--- Extracted material ---

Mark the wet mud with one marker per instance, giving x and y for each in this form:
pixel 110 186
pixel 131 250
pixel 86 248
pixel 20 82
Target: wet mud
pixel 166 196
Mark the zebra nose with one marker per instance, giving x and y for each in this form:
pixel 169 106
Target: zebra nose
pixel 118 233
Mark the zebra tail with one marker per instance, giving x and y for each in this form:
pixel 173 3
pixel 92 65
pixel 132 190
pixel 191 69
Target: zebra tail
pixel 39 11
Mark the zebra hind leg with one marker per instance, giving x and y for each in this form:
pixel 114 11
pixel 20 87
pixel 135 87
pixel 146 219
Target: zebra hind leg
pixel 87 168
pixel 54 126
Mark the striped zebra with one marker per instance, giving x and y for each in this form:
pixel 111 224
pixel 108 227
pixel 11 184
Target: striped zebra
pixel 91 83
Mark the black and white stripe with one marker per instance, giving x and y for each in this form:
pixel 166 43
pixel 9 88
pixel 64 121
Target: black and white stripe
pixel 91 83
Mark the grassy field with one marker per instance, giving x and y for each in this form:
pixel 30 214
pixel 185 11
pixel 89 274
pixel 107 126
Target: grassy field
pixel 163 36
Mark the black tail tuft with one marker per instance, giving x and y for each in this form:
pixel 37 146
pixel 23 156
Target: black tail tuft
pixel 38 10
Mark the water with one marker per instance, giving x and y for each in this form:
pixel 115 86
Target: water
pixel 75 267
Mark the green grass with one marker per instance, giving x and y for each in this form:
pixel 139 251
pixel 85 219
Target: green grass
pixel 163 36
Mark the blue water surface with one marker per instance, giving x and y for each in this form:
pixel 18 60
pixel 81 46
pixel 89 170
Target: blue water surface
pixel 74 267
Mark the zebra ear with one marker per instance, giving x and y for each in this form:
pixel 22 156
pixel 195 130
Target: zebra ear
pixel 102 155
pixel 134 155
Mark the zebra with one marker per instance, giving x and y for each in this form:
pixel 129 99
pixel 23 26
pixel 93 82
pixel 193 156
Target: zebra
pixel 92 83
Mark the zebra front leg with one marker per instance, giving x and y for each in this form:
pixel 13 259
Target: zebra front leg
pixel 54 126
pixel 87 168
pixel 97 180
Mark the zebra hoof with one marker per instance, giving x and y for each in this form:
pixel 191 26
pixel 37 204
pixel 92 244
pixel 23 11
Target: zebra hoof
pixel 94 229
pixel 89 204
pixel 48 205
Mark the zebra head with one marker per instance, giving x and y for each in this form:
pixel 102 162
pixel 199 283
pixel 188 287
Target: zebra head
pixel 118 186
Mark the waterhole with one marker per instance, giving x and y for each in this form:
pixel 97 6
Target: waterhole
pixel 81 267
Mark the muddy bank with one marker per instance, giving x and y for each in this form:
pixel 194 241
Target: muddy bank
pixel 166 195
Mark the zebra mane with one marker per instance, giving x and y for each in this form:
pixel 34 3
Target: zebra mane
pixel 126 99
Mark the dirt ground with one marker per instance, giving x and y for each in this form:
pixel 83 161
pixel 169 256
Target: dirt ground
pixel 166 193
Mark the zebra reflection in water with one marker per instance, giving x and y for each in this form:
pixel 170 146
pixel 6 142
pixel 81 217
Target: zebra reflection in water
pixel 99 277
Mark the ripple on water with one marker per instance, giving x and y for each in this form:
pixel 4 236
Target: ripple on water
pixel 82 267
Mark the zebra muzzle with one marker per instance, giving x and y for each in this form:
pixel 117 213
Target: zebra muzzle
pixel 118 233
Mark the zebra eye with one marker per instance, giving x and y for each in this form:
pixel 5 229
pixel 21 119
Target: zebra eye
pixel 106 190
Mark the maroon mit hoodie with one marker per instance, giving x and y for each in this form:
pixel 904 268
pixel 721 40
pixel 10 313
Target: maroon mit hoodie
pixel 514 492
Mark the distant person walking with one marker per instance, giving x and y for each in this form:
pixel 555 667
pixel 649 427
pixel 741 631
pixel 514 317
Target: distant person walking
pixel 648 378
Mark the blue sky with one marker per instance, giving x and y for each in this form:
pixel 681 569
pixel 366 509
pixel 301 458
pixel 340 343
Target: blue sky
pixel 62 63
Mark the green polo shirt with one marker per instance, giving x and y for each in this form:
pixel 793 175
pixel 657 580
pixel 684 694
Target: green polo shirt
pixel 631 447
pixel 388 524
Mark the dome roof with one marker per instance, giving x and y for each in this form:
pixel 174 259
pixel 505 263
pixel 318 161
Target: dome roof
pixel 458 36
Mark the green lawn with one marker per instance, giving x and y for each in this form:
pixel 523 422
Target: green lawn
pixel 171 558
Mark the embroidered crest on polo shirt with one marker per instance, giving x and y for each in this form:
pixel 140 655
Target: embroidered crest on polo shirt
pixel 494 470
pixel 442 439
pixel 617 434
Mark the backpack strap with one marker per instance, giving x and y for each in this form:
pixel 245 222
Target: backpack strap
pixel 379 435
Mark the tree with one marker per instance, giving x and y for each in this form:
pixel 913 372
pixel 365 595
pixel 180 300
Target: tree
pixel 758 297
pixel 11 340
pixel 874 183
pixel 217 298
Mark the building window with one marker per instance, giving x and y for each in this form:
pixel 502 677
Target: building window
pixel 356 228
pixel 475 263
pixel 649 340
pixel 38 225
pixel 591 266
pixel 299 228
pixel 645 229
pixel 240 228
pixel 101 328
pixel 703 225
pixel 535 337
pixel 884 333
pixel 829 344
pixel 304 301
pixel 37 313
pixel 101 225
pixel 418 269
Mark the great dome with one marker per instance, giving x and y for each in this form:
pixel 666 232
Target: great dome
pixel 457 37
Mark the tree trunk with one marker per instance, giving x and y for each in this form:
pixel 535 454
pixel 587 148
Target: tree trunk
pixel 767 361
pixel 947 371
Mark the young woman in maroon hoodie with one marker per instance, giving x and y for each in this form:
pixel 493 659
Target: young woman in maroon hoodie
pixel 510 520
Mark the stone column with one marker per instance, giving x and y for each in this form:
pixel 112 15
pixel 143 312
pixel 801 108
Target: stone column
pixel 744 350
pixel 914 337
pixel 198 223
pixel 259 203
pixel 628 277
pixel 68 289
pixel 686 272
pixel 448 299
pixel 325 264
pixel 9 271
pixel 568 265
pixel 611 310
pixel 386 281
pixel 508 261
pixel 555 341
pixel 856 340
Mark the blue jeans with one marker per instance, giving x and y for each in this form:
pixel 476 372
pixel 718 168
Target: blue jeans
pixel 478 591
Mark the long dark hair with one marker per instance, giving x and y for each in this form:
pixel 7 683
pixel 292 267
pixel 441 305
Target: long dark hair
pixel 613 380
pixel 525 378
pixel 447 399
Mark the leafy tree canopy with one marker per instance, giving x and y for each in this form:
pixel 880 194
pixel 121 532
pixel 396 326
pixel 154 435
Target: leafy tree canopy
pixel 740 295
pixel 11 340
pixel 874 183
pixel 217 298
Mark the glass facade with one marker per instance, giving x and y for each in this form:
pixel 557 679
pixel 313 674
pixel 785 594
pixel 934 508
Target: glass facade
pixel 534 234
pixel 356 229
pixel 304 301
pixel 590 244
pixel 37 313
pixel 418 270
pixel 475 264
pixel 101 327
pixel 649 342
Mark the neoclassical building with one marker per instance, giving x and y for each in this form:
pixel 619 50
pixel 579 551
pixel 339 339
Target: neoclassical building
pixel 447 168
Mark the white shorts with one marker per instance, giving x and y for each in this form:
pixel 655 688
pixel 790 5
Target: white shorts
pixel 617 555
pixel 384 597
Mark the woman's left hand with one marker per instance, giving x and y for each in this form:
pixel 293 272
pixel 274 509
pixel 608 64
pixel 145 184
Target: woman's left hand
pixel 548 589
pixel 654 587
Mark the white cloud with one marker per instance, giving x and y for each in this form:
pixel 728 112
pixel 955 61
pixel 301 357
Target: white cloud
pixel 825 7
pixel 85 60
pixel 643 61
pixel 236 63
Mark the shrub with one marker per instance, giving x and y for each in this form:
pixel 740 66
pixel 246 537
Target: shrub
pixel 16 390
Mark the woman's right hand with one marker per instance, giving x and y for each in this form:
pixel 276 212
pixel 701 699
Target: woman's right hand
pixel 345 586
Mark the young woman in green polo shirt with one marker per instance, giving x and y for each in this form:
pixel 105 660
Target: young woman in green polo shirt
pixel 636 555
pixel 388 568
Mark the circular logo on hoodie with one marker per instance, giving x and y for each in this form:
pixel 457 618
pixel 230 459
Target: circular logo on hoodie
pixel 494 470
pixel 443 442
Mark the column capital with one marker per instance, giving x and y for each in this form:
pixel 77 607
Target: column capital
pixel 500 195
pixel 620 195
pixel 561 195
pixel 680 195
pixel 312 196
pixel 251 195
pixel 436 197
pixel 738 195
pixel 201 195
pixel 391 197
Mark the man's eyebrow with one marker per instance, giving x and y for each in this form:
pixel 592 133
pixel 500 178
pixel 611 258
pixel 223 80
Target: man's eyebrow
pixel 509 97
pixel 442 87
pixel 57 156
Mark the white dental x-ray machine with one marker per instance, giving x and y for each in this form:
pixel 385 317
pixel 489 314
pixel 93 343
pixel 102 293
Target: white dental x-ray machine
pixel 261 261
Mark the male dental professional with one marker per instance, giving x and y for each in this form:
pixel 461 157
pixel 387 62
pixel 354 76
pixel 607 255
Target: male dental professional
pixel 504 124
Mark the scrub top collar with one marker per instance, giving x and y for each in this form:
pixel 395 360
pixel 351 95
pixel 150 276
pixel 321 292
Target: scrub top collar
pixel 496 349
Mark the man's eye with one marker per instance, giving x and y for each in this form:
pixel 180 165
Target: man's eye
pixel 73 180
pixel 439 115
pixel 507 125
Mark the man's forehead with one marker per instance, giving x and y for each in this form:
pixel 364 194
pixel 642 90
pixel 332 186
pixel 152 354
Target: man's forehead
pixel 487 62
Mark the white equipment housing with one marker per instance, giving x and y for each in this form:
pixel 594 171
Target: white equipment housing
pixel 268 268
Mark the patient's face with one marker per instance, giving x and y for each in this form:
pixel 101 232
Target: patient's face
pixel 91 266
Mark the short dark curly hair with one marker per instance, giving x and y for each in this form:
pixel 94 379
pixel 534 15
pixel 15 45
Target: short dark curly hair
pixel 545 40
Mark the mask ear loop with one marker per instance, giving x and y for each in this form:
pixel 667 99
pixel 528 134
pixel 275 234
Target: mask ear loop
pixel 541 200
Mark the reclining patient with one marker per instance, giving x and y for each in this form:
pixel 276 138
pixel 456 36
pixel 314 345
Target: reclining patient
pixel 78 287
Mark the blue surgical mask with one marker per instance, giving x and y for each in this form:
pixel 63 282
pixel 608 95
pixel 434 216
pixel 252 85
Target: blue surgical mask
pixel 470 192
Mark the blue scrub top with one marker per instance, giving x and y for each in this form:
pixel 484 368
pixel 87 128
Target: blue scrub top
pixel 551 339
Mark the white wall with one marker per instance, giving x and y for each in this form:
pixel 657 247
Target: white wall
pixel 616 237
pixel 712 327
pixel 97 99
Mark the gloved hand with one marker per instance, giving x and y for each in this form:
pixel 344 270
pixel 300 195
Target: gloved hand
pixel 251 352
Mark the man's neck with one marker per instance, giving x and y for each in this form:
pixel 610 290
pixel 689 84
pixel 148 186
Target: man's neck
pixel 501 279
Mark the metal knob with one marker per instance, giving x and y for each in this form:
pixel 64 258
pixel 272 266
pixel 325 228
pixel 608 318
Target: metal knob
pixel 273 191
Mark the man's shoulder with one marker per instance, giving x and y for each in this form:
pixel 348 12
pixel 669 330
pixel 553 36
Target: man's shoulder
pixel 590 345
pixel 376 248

---

◆ **What needs to be done**: Output the lines of the material verbatim, beginning with the line that contains "Mark the white equipment" and continuing through the line that contains "pixel 545 40", both included.

◆ **Solution for this exercise**:
Mark the white equipment housing with one marker per instance, giving x and y for each in this form:
pixel 594 171
Target: white equipment housing
pixel 268 268
Mark the patient's face with one marker per instance, giving x and y for each in this form:
pixel 101 232
Target: patient's face
pixel 91 266
Mark the short dark curly hair with one marker per instance, giving x and y for each in this form:
pixel 94 379
pixel 534 15
pixel 15 45
Target: short dark curly hair
pixel 545 40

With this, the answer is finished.